__Instructions to follow__
Copy every line from the material below that holds "bell".

= Beginning of Section =

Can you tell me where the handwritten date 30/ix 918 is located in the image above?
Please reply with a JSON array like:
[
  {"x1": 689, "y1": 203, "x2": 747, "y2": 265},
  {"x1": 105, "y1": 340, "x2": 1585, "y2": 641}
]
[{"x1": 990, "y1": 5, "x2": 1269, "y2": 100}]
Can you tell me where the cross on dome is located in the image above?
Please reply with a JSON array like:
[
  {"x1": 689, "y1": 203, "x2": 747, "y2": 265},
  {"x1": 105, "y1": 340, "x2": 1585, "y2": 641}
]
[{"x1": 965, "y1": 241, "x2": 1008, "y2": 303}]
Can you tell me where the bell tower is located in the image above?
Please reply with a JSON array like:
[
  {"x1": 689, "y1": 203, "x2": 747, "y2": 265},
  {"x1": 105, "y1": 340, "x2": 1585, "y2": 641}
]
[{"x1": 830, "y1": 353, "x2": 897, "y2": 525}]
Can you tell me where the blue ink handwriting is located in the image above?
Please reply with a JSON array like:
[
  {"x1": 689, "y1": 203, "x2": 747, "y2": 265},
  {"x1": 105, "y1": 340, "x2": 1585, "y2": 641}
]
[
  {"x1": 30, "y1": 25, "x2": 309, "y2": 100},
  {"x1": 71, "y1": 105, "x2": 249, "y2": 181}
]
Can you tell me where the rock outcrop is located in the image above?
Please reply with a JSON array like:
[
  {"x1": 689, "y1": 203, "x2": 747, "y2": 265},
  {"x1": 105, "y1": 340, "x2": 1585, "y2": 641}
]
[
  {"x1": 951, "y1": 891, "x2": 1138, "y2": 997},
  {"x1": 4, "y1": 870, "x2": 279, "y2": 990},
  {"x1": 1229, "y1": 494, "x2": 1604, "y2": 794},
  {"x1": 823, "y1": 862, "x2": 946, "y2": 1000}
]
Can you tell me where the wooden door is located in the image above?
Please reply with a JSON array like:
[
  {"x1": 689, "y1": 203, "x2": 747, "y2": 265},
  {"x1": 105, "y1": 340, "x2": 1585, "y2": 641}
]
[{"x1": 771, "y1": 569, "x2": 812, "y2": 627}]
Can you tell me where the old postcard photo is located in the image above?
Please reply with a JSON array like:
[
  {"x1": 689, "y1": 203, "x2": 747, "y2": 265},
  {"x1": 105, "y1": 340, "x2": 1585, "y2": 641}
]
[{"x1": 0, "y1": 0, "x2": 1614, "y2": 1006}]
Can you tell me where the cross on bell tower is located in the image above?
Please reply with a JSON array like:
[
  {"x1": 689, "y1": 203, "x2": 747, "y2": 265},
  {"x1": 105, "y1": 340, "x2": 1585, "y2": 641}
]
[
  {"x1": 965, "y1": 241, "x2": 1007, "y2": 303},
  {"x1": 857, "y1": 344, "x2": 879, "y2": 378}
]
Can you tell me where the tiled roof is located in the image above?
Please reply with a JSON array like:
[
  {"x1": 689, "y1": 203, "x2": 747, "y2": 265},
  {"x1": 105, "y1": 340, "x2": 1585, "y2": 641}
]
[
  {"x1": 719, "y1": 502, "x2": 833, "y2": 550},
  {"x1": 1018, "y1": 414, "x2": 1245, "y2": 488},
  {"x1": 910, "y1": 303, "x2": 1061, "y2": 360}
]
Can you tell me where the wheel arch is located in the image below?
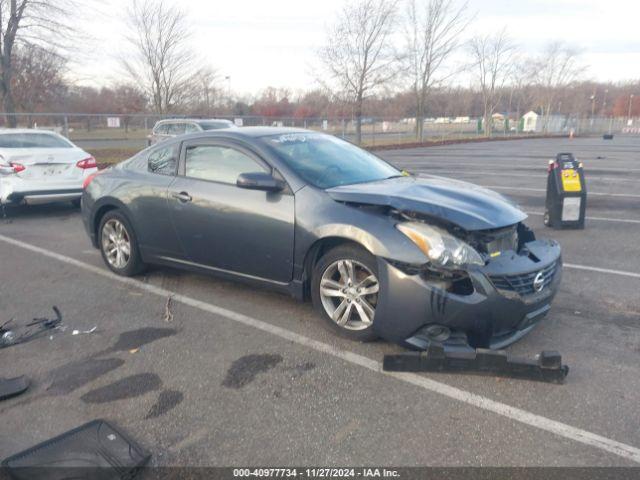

= End of Section =

__Written response__
Can you tell me where the bell tower is located in the image above?
Can you tell me where the cross on bell tower is located in the image above?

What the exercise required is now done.